» WHAT IS BEING ASKED:
Answer these questions using the holiday shopping news excerpt below.
1. At what time did the Wal-Mart store in Northlake, Illinois, open?
2. What item was the man in Orlando allegedly trying to get when he cut in line?
3. In which city are the headquarters of Wal-Mart Stores Inc. located?

---------- SOURCE EXCERPT ----------

Friday, November 25, 2005

Early Holiday Shoppers Hunt for Bargains

Hundreds of shoppers wait in line for a Wal-Mart store to open Friday, Nov. 25, 2005, in Northlake, Ill. Shoppers waited in line for hours for the 5 a.m. opening of the store on the first day of the holiday shopping season. (AP Photo/Brian Kersey)

This is from Yahoo News:

NEW YORK - Bargain shoppers, many facing frigid temperatures, woke up before dawn Friday to snap up specials on items from cashmere sweaters to flat-screen TVs and digital music players as the holiday shopping season officially got under way.

Things got out of hand at a Wal-Mart store in Orlando, Fla., where a man who allegedly cut in line to get a discounted laptop computer was wrestled to the ground, according to a video shown by an ABC affiliate, WFTV-TV. The store's manager referred questions to Wal-Mart Stores Inc. headquarters in Bentonville, Ark., where officials had no immediate comment.

---------- DATASET CONTENT ----------

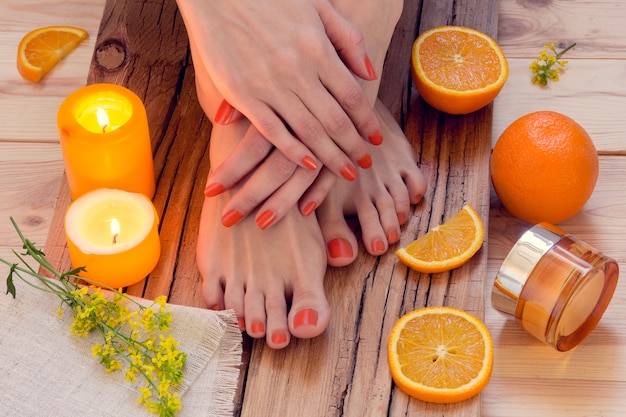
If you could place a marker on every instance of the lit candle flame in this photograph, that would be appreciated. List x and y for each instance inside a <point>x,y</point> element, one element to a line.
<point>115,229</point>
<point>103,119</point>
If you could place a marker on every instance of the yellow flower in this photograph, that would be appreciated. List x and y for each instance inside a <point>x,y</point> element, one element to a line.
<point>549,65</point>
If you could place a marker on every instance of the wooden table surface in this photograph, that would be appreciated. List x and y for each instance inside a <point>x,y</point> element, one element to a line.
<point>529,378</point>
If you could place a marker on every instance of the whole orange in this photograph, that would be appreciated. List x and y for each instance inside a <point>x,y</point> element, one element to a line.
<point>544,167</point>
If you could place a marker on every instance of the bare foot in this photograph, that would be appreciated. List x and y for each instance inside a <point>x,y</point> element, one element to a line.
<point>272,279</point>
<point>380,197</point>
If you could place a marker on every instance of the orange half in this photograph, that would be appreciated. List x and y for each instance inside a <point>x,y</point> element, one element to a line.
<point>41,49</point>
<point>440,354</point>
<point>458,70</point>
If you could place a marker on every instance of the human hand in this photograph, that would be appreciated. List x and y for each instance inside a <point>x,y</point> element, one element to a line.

----------
---------- DATASET CONTENT ----------

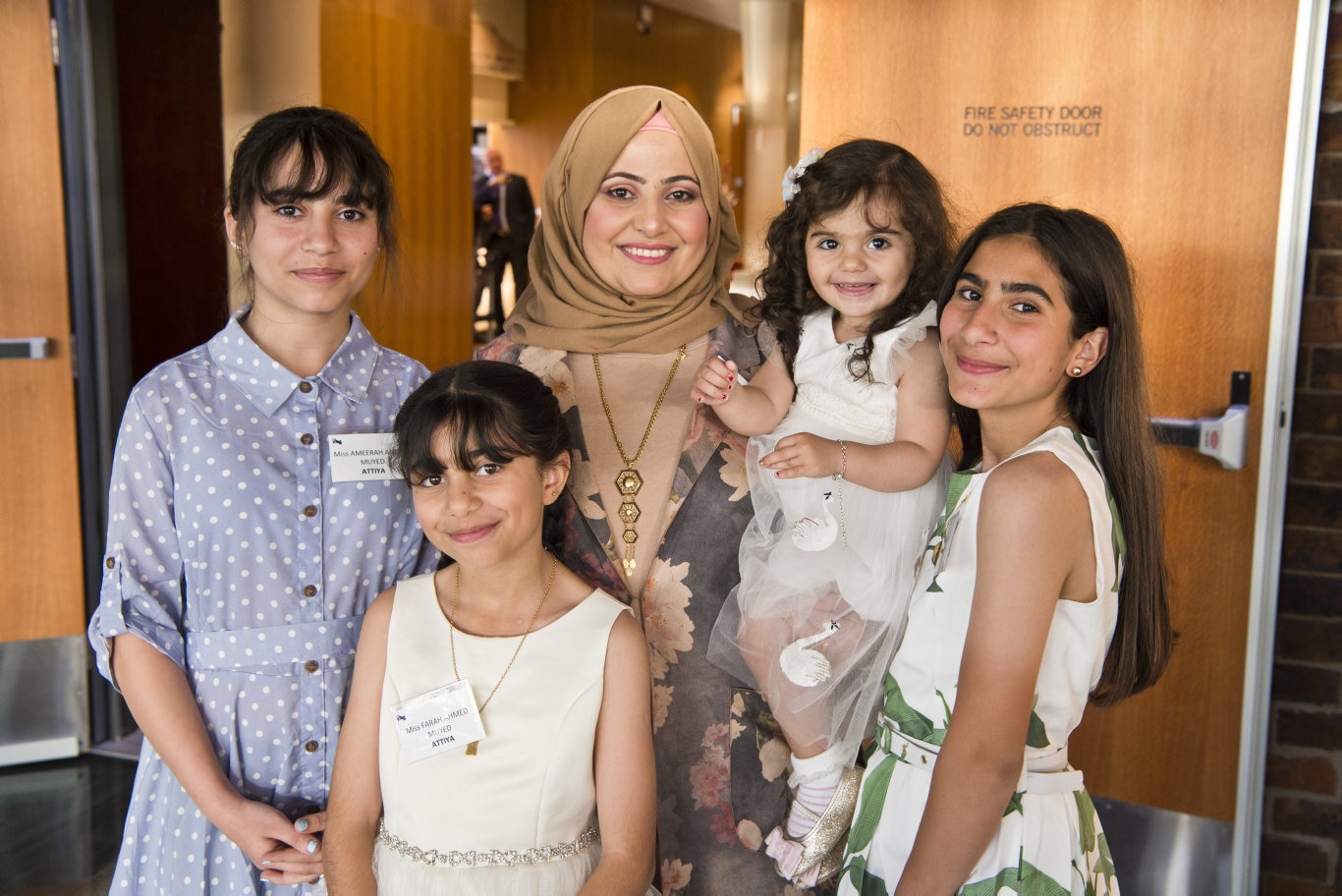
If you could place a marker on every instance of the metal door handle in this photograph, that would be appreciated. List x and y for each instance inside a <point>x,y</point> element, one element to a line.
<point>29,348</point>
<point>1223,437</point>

----------
---------- DATASET CONTENT ----------

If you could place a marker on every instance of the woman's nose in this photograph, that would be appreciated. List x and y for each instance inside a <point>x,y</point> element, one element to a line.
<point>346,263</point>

----------

» SOLUTION TO THE PROBLEM:
1. 5 a.m.
2. A discounted laptop computer.
3. Bentonville, Arkansas.